_Directions for this task_
Swap "expected layout" for "required format" everywhere in the lines below, keeping everything else unchanged. Leave the pictures out of your output.

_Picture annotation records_

○ ○ ○ ○ ○ ○ ○

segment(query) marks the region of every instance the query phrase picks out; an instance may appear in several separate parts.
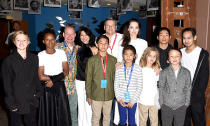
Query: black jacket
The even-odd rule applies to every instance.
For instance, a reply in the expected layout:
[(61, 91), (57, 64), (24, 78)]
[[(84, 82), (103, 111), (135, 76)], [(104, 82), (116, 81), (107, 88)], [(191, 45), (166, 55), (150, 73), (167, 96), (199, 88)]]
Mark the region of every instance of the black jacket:
[(170, 49), (173, 49), (173, 47), (168, 44), (168, 47), (163, 50), (159, 47), (159, 44), (155, 46), (158, 49), (159, 52), (159, 57), (160, 57), (160, 66), (162, 69), (165, 69), (166, 67), (169, 66), (169, 62), (168, 62), (168, 52), (170, 51)]
[(209, 80), (209, 53), (202, 49), (192, 81), (191, 103), (205, 104), (205, 91)]
[(27, 52), (24, 60), (15, 50), (2, 63), (5, 102), (8, 109), (17, 113), (30, 112), (30, 105), (38, 107), (41, 84), (38, 78), (38, 57)]
[(93, 53), (87, 45), (83, 45), (77, 52), (77, 75), (76, 79), (85, 81), (85, 68), (88, 59), (93, 56)]

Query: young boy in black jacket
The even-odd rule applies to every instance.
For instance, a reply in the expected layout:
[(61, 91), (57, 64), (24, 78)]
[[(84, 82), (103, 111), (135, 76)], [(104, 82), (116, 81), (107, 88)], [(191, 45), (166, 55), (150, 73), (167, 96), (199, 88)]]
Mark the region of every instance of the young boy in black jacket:
[(190, 70), (192, 92), (190, 106), (187, 109), (184, 126), (206, 126), (205, 91), (209, 80), (209, 53), (196, 45), (196, 30), (185, 28), (182, 31), (182, 65)]

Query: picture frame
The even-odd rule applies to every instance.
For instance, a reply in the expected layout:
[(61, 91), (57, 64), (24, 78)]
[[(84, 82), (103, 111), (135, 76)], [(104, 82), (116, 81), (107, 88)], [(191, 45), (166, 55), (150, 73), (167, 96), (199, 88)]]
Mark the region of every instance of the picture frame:
[(14, 0), (14, 9), (29, 10), (29, 0)]
[(61, 7), (61, 0), (44, 0), (46, 7)]
[(118, 21), (119, 20), (119, 15), (117, 15), (117, 9), (110, 9), (110, 18)]
[(99, 8), (100, 7), (99, 0), (88, 0), (88, 7)]
[(0, 12), (10, 12), (12, 5), (13, 0), (0, 0)]
[(133, 10), (133, 0), (121, 0), (120, 2), (122, 11), (132, 11)]
[(41, 1), (30, 0), (28, 14), (41, 14)]
[(82, 11), (83, 0), (68, 0), (68, 11)]
[(70, 11), (69, 12), (70, 19), (80, 19), (81, 18), (81, 11)]
[(147, 11), (159, 10), (159, 0), (147, 0)]

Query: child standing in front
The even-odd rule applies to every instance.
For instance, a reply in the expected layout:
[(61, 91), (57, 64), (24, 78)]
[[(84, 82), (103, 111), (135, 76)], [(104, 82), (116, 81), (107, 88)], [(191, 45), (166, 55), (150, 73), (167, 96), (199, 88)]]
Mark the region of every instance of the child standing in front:
[(159, 93), (157, 81), (159, 75), (155, 69), (160, 69), (159, 53), (154, 47), (148, 47), (140, 60), (143, 74), (143, 90), (139, 99), (139, 124), (147, 126), (148, 114), (151, 126), (158, 126)]
[(183, 126), (186, 109), (190, 104), (191, 76), (190, 71), (180, 65), (180, 50), (169, 51), (170, 65), (160, 72), (160, 105), (162, 126)]
[[(116, 70), (115, 96), (120, 113), (119, 126), (135, 126), (135, 113), (137, 101), (142, 91), (142, 71), (139, 65), (134, 64), (136, 49), (128, 45), (123, 49), (124, 67)], [(128, 111), (128, 116), (127, 116)]]
[(109, 126), (112, 100), (114, 98), (114, 76), (117, 59), (107, 54), (109, 38), (97, 38), (98, 54), (88, 59), (85, 70), (87, 101), (92, 107), (92, 126), (99, 126), (103, 110), (103, 126)]

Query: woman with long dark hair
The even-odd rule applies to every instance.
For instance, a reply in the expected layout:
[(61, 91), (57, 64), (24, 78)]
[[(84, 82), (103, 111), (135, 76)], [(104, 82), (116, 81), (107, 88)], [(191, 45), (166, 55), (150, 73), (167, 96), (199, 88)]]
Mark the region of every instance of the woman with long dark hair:
[(76, 38), (76, 45), (80, 48), (77, 52), (76, 90), (78, 95), (78, 125), (91, 126), (92, 110), (86, 101), (85, 68), (88, 59), (93, 56), (95, 36), (86, 27), (81, 27)]
[(29, 36), (23, 31), (13, 34), (16, 48), (2, 64), (5, 102), (11, 126), (36, 126), (36, 108), (41, 84), (38, 78), (38, 57), (28, 51)]
[[(123, 40), (122, 40), (122, 48), (119, 51), (119, 55), (122, 55), (123, 47), (128, 45), (133, 45), (136, 48), (136, 62), (139, 63), (141, 55), (143, 54), (144, 50), (148, 47), (147, 41), (139, 38), (141, 30), (141, 24), (136, 19), (129, 20), (128, 24), (125, 25), (123, 29)], [(122, 61), (122, 57), (120, 60)]]
[(67, 57), (63, 50), (54, 49), (55, 32), (45, 29), (43, 33), (46, 50), (38, 54), (38, 75), (44, 88), (44, 95), (40, 99), (39, 126), (71, 126), (64, 85), (64, 78), (69, 72)]

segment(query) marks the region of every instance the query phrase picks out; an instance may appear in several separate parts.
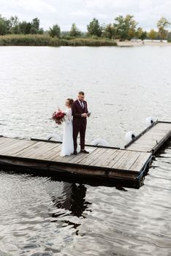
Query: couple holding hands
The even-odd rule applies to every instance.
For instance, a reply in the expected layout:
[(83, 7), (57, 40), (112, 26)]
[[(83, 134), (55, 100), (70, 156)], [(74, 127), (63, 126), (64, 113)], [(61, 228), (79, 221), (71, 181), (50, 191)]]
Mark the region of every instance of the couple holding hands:
[[(84, 99), (83, 91), (78, 93), (77, 99), (66, 100), (66, 110), (65, 111), (65, 121), (63, 134), (63, 143), (61, 157), (64, 157), (80, 151), (88, 154), (85, 149), (85, 136), (87, 124), (87, 117), (90, 116), (88, 111), (87, 102)], [(80, 149), (77, 149), (77, 135), (80, 132)]]

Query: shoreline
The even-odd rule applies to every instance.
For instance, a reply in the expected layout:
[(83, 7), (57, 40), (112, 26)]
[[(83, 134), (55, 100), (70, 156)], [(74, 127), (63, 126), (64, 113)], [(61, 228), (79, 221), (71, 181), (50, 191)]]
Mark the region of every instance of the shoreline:
[(116, 41), (118, 47), (171, 46), (171, 42), (155, 41)]
[(171, 46), (170, 42), (148, 40), (119, 41), (98, 37), (58, 38), (38, 34), (7, 34), (0, 36), (0, 46)]

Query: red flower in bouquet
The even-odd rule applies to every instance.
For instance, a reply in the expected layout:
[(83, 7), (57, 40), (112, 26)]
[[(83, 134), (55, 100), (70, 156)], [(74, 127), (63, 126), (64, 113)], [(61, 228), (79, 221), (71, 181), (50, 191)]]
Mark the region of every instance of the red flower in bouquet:
[(53, 113), (52, 118), (58, 124), (61, 124), (64, 121), (65, 113), (61, 110), (56, 111)]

○ ○ ○ ○ ○ ○ ○

_Task answer_
segment(query) marks the region of every instance the query phrase picks out; an instance may appear in several separate parts.
Query: black jacket
The even-odd rule applies to every instance.
For instance, a reply in the required format:
[(61, 91), (57, 64), (24, 78)]
[[(84, 82), (103, 111), (135, 76)], [(104, 82), (116, 81), (107, 88)], [(191, 45), (166, 55), (150, 73), (167, 96), (199, 88)]]
Mark the region of every instance of the black jacket:
[(170, 49), (173, 49), (173, 47), (168, 44), (168, 47), (163, 50), (159, 47), (159, 44), (155, 46), (158, 49), (159, 52), (159, 57), (160, 57), (160, 66), (162, 69), (165, 69), (166, 67), (169, 66), (169, 62), (168, 62), (168, 52), (170, 51)]
[(209, 80), (209, 53), (202, 49), (192, 81), (191, 103), (205, 104), (205, 91)]
[(27, 52), (24, 60), (15, 50), (2, 63), (5, 102), (8, 109), (17, 113), (30, 112), (30, 105), (38, 107), (41, 84), (38, 78), (38, 57)]
[(93, 53), (87, 45), (83, 45), (77, 52), (77, 75), (76, 79), (85, 81), (85, 68), (88, 59), (93, 56)]

Query: young boy in black jacket
The even-odd rule applies to every instance.
For instance, a reply in the required format:
[(61, 91), (57, 64), (24, 78)]
[[(84, 82), (103, 111), (135, 76)], [(104, 82), (116, 81), (107, 88)], [(191, 45), (166, 55), (150, 73), (167, 96), (199, 88)]]
Mark the region of every instance of the young boy in black jacket:
[(190, 70), (192, 92), (190, 106), (187, 109), (184, 126), (206, 126), (205, 91), (209, 80), (209, 53), (196, 45), (196, 30), (185, 28), (182, 31), (182, 65)]

Query: picture frame
The even-odd rule applies to every instance.
For instance, a reply in the required format:
[(61, 91), (57, 64), (24, 78)]
[[(84, 82), (103, 111), (135, 76)], [(104, 82), (116, 81), (107, 88)], [(191, 45), (166, 55), (150, 73), (167, 96), (199, 88)]]
Mark the region of every instance of the picture frame:
[(14, 0), (14, 9), (29, 10), (29, 0)]
[(61, 7), (61, 0), (44, 0), (46, 7)]
[(118, 21), (119, 20), (119, 15), (117, 15), (117, 9), (110, 9), (110, 18)]
[(99, 8), (100, 7), (99, 0), (88, 0), (88, 7)]
[(0, 12), (10, 12), (12, 5), (13, 0), (0, 0)]
[(133, 10), (133, 0), (121, 0), (120, 2), (122, 11), (132, 11)]
[(41, 1), (30, 0), (28, 14), (41, 14)]
[(82, 11), (83, 0), (68, 0), (68, 11)]
[(70, 11), (69, 12), (70, 19), (80, 19), (81, 18), (81, 11)]
[(147, 11), (159, 10), (159, 0), (147, 0)]

Query: child standing in front
The even-odd rule applies to every instance.
For instance, a reply in the required format:
[(61, 91), (57, 64), (24, 78)]
[[(84, 82), (103, 111), (135, 76)], [(104, 82), (116, 81), (107, 88)], [(191, 45), (166, 55), (150, 73), (167, 96), (199, 88)]]
Mark the region of every instance of the child standing in front:
[(159, 93), (157, 81), (159, 75), (155, 69), (160, 69), (159, 53), (154, 47), (148, 47), (140, 60), (143, 74), (143, 90), (139, 99), (139, 124), (147, 126), (148, 114), (151, 126), (158, 126)]
[(183, 126), (186, 109), (190, 104), (191, 76), (190, 71), (180, 65), (180, 50), (169, 51), (170, 65), (160, 72), (160, 105), (162, 126)]
[[(116, 70), (115, 96), (120, 113), (119, 126), (135, 126), (135, 113), (137, 101), (142, 91), (142, 71), (139, 65), (134, 64), (136, 49), (128, 45), (123, 49), (124, 67)], [(128, 111), (128, 116), (127, 116)]]
[(109, 126), (112, 100), (114, 98), (114, 76), (117, 59), (107, 54), (109, 38), (97, 38), (98, 54), (88, 59), (85, 70), (87, 101), (92, 107), (92, 126), (99, 126), (103, 110), (103, 126)]

Query: woman with long dark hair
The even-odd rule applies to every instance.
For instance, a reply in the required format:
[(61, 91), (57, 64), (24, 78)]
[[(84, 82), (103, 111), (135, 76)], [(104, 82), (116, 81), (107, 88)], [(191, 45), (166, 55), (150, 73), (167, 96), (199, 88)]]
Mark the region of every instance of the woman with long dark hair:
[(76, 38), (76, 45), (80, 48), (77, 52), (76, 90), (78, 95), (78, 125), (91, 126), (92, 110), (86, 101), (85, 68), (88, 59), (93, 56), (95, 36), (86, 27), (81, 27)]
[(29, 36), (23, 31), (13, 34), (16, 48), (2, 64), (5, 102), (11, 126), (36, 126), (36, 108), (41, 84), (38, 78), (38, 57), (28, 51)]
[[(123, 40), (122, 40), (122, 48), (119, 51), (119, 55), (122, 55), (123, 47), (128, 45), (133, 45), (136, 48), (136, 62), (139, 63), (141, 55), (143, 54), (144, 50), (148, 47), (147, 41), (139, 38), (141, 30), (141, 24), (136, 19), (129, 20), (128, 24), (125, 25), (123, 29)], [(122, 61), (122, 57), (120, 60)]]
[(67, 57), (63, 50), (54, 49), (55, 32), (45, 29), (43, 33), (46, 50), (38, 54), (38, 75), (44, 88), (44, 95), (40, 99), (39, 126), (71, 126), (64, 85), (64, 78), (69, 72)]

segment(query) marks the region of every instance the query phrase picks out; an instance may appear in several separate parts.
Query: couple holding hands
The even-odd rule applies to every instance.
For instance, a reply in the required format:
[(83, 7), (57, 40), (112, 26)]
[[(83, 134), (55, 100), (70, 156)], [(74, 127), (63, 126), (64, 113)], [(61, 228), (79, 221), (71, 181), (50, 191)]]
Mark the region of every instance of the couple holding hands:
[[(84, 99), (83, 91), (78, 93), (77, 99), (66, 100), (66, 110), (65, 111), (65, 121), (63, 134), (63, 143), (61, 157), (64, 157), (80, 151), (88, 154), (85, 149), (85, 136), (87, 124), (87, 117), (90, 116), (88, 111), (87, 102)], [(80, 149), (77, 149), (77, 135), (80, 132)]]

Query: shoreline
The even-odd rule applies to every instance.
For instance, a reply in the required format:
[(83, 7), (57, 40), (112, 26)]
[[(83, 134), (55, 100), (70, 156)], [(74, 127), (63, 126), (64, 113)], [(61, 228), (79, 221), (71, 181), (50, 191)]]
Mark the region of every instance of the shoreline:
[(116, 41), (118, 47), (171, 46), (171, 42), (155, 41)]
[(171, 46), (170, 42), (148, 40), (119, 41), (98, 37), (58, 38), (38, 34), (7, 34), (0, 36), (0, 46)]

Query: red flower in bouquet
The even-odd rule applies to every instance.
For instance, a reply in the required format:
[(83, 7), (57, 40), (112, 26)]
[[(83, 134), (55, 100), (70, 156)], [(74, 127), (63, 126), (64, 113)], [(61, 228), (79, 221), (71, 181), (50, 191)]]
Mark the region of every instance of the red flower in bouquet:
[(53, 113), (52, 118), (58, 124), (61, 124), (64, 121), (65, 113), (61, 110), (56, 111)]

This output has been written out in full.